§ Records to use:
= = = = =
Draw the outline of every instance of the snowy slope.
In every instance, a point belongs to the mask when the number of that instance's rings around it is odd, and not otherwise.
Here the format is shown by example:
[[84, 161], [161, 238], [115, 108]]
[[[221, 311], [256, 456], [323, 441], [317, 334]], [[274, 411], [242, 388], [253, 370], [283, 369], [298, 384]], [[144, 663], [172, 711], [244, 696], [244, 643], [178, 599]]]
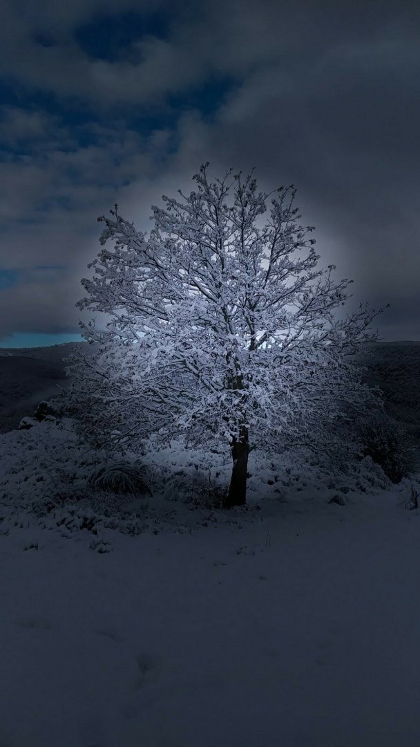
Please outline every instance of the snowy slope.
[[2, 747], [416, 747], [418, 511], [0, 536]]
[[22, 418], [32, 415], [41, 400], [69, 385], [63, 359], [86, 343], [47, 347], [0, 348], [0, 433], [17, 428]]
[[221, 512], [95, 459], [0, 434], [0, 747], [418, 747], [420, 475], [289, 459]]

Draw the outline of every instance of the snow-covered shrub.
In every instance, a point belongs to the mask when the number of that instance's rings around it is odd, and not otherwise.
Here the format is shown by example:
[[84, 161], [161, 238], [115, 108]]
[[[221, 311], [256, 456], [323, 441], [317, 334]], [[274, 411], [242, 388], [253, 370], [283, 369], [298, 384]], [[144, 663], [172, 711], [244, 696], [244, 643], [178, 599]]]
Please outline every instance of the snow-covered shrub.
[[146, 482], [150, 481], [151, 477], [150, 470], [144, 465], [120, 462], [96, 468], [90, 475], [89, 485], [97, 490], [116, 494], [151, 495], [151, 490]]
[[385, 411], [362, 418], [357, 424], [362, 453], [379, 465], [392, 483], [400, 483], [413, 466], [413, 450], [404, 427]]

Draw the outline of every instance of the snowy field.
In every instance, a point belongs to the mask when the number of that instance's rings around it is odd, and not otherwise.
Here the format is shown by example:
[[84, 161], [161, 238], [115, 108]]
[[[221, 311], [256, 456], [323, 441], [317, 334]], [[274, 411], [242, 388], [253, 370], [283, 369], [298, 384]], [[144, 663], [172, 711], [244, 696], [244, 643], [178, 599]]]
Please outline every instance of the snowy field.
= = = = =
§ Stated exercise:
Reproduce all of the records above verbatim, omitting the pictures.

§ Task answer:
Draw the outline of every instance of the snowy slope.
In every instance, a point belongs to the mask when the number of that instance's rings around it is odd, and not otherwise.
Here the format is shown by example:
[[84, 161], [161, 238], [115, 108]]
[[[221, 311], [256, 456], [323, 441], [317, 334]], [[274, 411], [242, 388], [253, 370], [283, 369], [298, 384]], [[144, 663], [172, 711], [244, 696], [244, 643], [178, 599]]]
Please outline every instance of the snowy slope.
[[2, 747], [416, 747], [418, 511], [0, 536]]
[[22, 418], [32, 415], [41, 400], [69, 385], [63, 359], [86, 343], [47, 347], [0, 348], [0, 433], [17, 428]]
[[221, 512], [95, 459], [0, 434], [0, 747], [418, 747], [420, 475], [289, 459]]

Draw the outline of every instance of the snow-covered shrub.
In every instance, a point belongs to the mask when the number of that instance's rings around it is odd, and not otherwise.
Here the format is shown by example:
[[84, 161], [161, 238], [115, 108]]
[[[221, 311], [256, 456], [323, 441], [317, 334]], [[274, 411], [242, 388], [253, 370], [283, 369], [298, 384]], [[144, 663], [172, 711], [244, 696], [244, 643], [178, 599]]]
Please outline every instance of the snow-covered shrub.
[[146, 482], [150, 481], [151, 477], [150, 470], [144, 465], [120, 462], [96, 468], [90, 475], [89, 485], [97, 490], [116, 494], [151, 495], [151, 490]]
[[385, 411], [362, 418], [357, 424], [362, 453], [379, 465], [392, 483], [400, 483], [413, 466], [413, 450], [404, 427]]

Draw the outline of every instance of the snowy field.
In every instance, a point belongs to the mask when the number of that instance's rings around it is odd, and not otherwise.
Here the format is shown by example:
[[84, 161], [161, 238], [115, 108]]
[[[221, 311], [256, 456], [323, 441], [317, 334]], [[274, 411], [242, 388], [253, 370], [283, 369], [298, 384]], [[144, 663], [172, 711], [244, 696], [244, 643], [178, 599]]]
Please outline every instance of the snowy field.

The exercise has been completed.